TASK BRIEF
Please render every line of the material below as a JSON list of strings, one string per line. Skip blank lines and leave out the pictures.

DATA LINES
##############################

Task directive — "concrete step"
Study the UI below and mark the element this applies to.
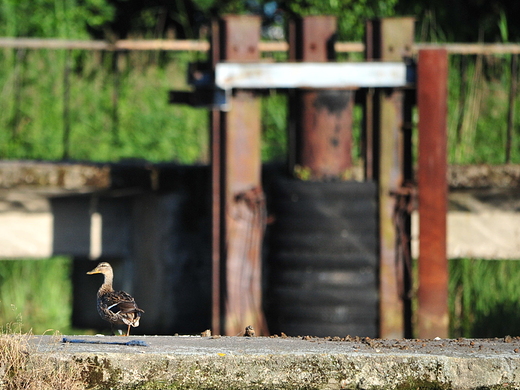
[31,336,520,390]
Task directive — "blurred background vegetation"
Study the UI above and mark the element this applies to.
[0,0,520,337]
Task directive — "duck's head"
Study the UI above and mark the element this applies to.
[87,262,113,275]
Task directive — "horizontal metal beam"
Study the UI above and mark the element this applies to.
[215,62,415,89]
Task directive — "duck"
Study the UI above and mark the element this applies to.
[87,262,144,336]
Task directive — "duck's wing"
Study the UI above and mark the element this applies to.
[103,291,144,314]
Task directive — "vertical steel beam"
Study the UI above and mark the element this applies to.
[365,18,414,338]
[209,19,223,334]
[417,50,449,338]
[212,15,267,335]
[289,16,354,180]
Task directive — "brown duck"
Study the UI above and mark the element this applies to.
[87,262,144,336]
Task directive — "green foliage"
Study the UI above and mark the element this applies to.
[0,257,72,334]
[280,0,397,41]
[262,94,288,161]
[0,0,114,39]
[448,55,520,164]
[449,259,520,337]
[0,51,208,163]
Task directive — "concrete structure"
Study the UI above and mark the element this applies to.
[30,336,520,390]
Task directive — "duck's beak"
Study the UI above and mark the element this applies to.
[87,267,101,275]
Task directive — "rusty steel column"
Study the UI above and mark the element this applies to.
[417,50,449,338]
[289,16,354,180]
[213,15,268,335]
[365,17,415,338]
[209,20,223,334]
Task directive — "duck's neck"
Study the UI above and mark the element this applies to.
[98,272,114,295]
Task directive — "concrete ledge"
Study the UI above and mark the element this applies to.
[32,336,520,390]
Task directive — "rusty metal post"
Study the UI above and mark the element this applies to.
[417,50,449,338]
[289,16,354,180]
[212,15,267,335]
[365,17,414,338]
[209,20,223,334]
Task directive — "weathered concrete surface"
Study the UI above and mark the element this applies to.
[32,336,520,390]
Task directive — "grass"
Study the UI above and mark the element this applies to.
[448,55,520,164]
[0,49,520,164]
[0,257,72,334]
[449,259,520,337]
[0,323,87,390]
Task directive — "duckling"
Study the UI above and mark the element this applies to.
[87,262,144,336]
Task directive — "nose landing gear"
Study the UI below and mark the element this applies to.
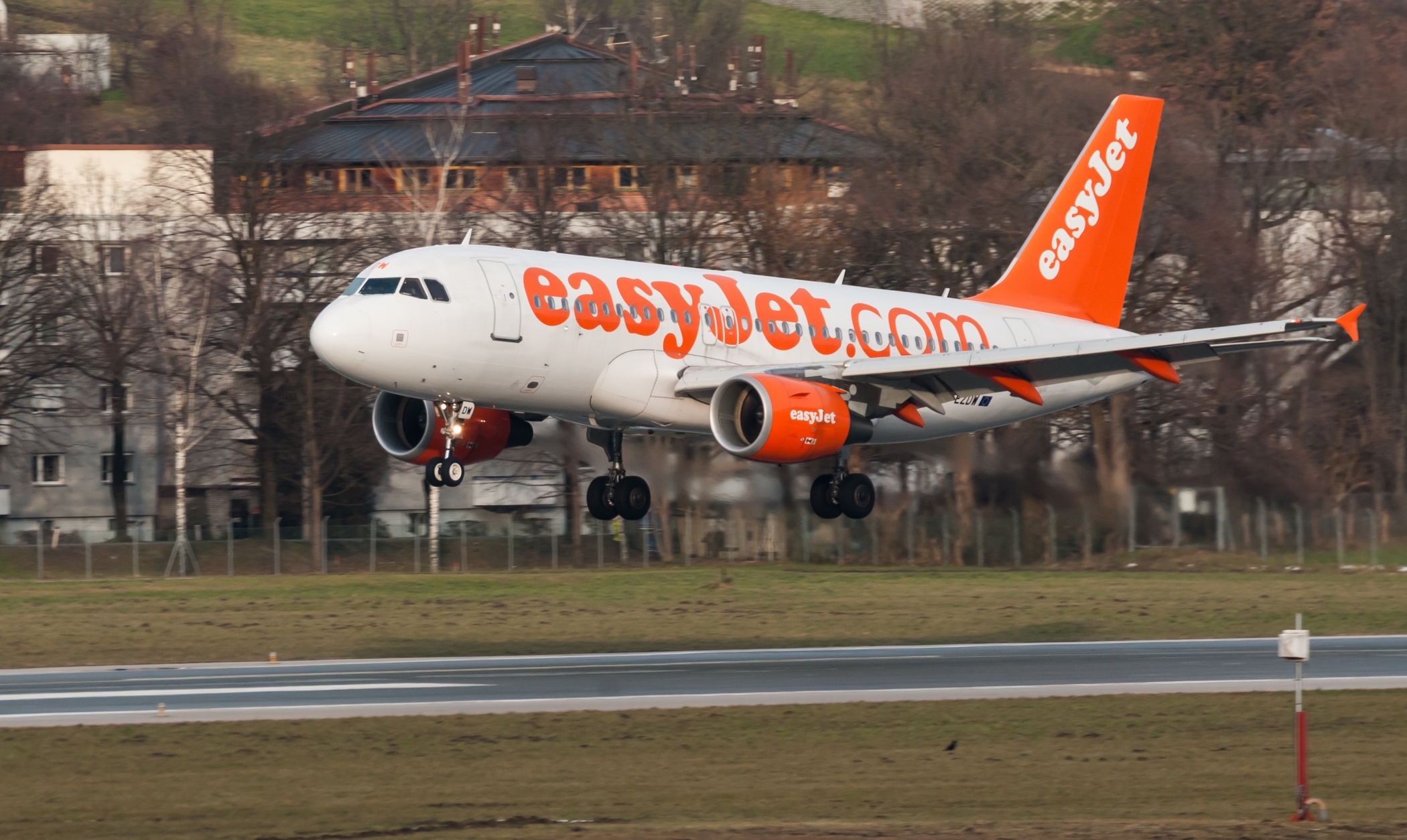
[587,429,650,519]
[811,447,875,519]
[425,401,474,487]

##############################

TASK RESULT
[
  "Task directive — \"concrete step\"",
  "Study the UI below and mark the element this applies to.",
  "[31,336,520,390]",
  "Task directive — \"blurred background vegetation\"",
  "Study the UI above and mark the element this applies to.",
  "[0,0,520,337]",
  "Task directive — \"duck's head\"",
  "Study the UI above and mark the element this applies to.",
  "[87,262,113,275]",
  "Task directive — \"horizontal metal beam\"",
  "Study the UI above and mark the element this applies to.",
  "[215,62,415,89]",
  "Task directive — \"duck\"",
  "Study the UI above and mark the element this applies to.",
  "[87,262,144,336]",
  "Task directive — \"duck's wing\"",
  "Study the UI above and mark the element this applies to.",
  "[103,291,144,314]",
  "Task directive — \"vertical steel beam\"",
  "Study the UI above and mark the element this applies to.",
  "[365,18,414,338]",
  "[209,19,223,334]",
  "[417,50,449,338]",
  "[212,15,267,335]",
  "[289,16,354,180]",
  "Task directive — \"brown duck\"",
  "Study the UI above and mark the element this applies to.",
  "[87,262,144,336]",
  "Task directive — \"green foliage\"",
  "Study the UI above and mark the element this applies to.",
  "[0,257,72,334]",
  "[280,0,397,41]",
  "[262,94,288,161]",
  "[0,0,114,39]",
  "[448,55,520,164]",
  "[449,259,520,337]",
  "[0,51,208,163]",
  "Task directive — \"concrete structure\"",
  "Study the UI above and mark the element this applies to.",
  "[30,336,520,390]",
  "Task directive — \"duck's beak\"",
  "Study the UI above and mark the element this applies to.",
  "[87,267,101,275]",
  "Task directive — \"rusty steel column\"",
  "Study the UI above and mark the element this applies to.",
  "[417,50,449,338]",
  "[289,16,354,180]",
  "[213,15,268,335]",
  "[365,17,415,338]",
  "[209,20,223,334]",
  "Task directive — \"duck's neck\"",
  "Study the UI above and mark the element this applies to.",
  "[98,272,114,295]",
  "Task directive — \"concrete ledge\"",
  "Study the UI above and mark the element this applies to.",
  "[32,336,520,390]",
  "Task directive — \"rusty metal post\"",
  "Study the UI above and mark the element this applies to.",
  "[417,50,449,338]",
  "[289,16,354,180]",
  "[212,15,267,335]",
  "[365,17,414,338]",
  "[209,20,223,334]",
  "Task directive — \"weathered concrete surface\"",
  "Study the UI above and mark the element this applies to.",
  "[32,336,520,390]",
  "Task directive — \"grass\"",
  "Study the UI above and mark the element this applies to.",
  "[448,55,520,164]",
  "[0,49,520,164]",
  "[0,257,72,334]",
  "[449,259,520,337]",
  "[0,323,87,390]",
  "Task directive — \"duckling\"",
  "Study the UI above and mark the element this applies to.",
  "[87,262,144,336]",
  "Task directive — \"nose landing gear\"",
  "Study the UI below and mark the element this applies to.",
  "[587,429,650,519]",
  "[811,447,875,519]",
  "[425,401,474,487]"
]